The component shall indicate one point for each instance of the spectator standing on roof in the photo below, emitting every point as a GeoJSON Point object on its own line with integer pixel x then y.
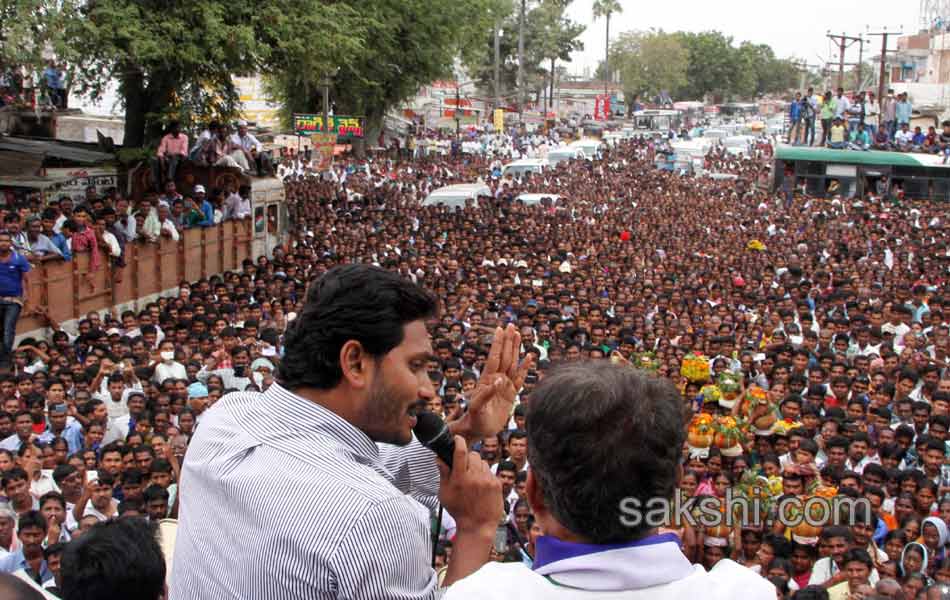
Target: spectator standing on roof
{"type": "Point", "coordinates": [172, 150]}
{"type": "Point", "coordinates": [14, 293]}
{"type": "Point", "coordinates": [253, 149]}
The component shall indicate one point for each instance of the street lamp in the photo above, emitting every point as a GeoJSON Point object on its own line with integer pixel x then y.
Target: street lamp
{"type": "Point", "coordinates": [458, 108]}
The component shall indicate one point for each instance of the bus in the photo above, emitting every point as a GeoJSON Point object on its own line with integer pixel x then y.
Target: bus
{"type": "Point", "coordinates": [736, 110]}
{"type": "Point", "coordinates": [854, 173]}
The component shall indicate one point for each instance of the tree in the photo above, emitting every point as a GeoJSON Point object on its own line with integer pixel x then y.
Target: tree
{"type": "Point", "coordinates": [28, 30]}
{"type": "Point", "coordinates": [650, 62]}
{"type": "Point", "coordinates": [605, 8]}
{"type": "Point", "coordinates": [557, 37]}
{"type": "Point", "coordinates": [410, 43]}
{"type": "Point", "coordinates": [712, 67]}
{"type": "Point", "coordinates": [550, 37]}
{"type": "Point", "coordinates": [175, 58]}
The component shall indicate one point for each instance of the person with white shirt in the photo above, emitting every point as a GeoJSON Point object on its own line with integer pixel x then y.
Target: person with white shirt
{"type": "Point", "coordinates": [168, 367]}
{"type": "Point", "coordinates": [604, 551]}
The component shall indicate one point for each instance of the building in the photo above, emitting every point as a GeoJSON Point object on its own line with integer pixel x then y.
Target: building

[EXERCISE DETAILS]
From the material above, set down each entry exactly, but exclude the pictures.

[YOUR SOLUTION]
The component shall indicate one point for each instance of the spectator standing on roof in the photo below, emitting every point as a GeoJSON Point object on its own line with integer pixel x then y.
Target: spectator standing on roof
{"type": "Point", "coordinates": [172, 150]}
{"type": "Point", "coordinates": [14, 293]}
{"type": "Point", "coordinates": [253, 149]}
The component shall indicate one point for each instance of the street lamp in the photo above, emitting every point as a GeoJSON Point object on its own line with integer pixel x then y.
Target: street lamp
{"type": "Point", "coordinates": [458, 108]}
The component shall indicate one point for each instance of the bus in the photo above, emitting every point as a GeoJSON Point object on its own line with integer pixel x then y.
Target: bus
{"type": "Point", "coordinates": [736, 110]}
{"type": "Point", "coordinates": [854, 173]}
The component shall indicate one point for each instance of the tree in the photo above, emitting every point as a GeoJSON Point object on its own line with integer pixel x then y.
Target: tree
{"type": "Point", "coordinates": [28, 30]}
{"type": "Point", "coordinates": [650, 62]}
{"type": "Point", "coordinates": [605, 8]}
{"type": "Point", "coordinates": [557, 37]}
{"type": "Point", "coordinates": [410, 43]}
{"type": "Point", "coordinates": [712, 67]}
{"type": "Point", "coordinates": [550, 37]}
{"type": "Point", "coordinates": [175, 58]}
The component shall indicate one point for each instance of the person with white shirt in the photo above, emitting every point as a GeoJSON Point object on its own line with integer pixel x then y.
Target: person with white shirt
{"type": "Point", "coordinates": [168, 367]}
{"type": "Point", "coordinates": [604, 551]}
The component shall indicate one point for each instance of the building in the photo above, emitting every point as a GeoJSON Point object on its own line with integer pixel x then y.
Target: building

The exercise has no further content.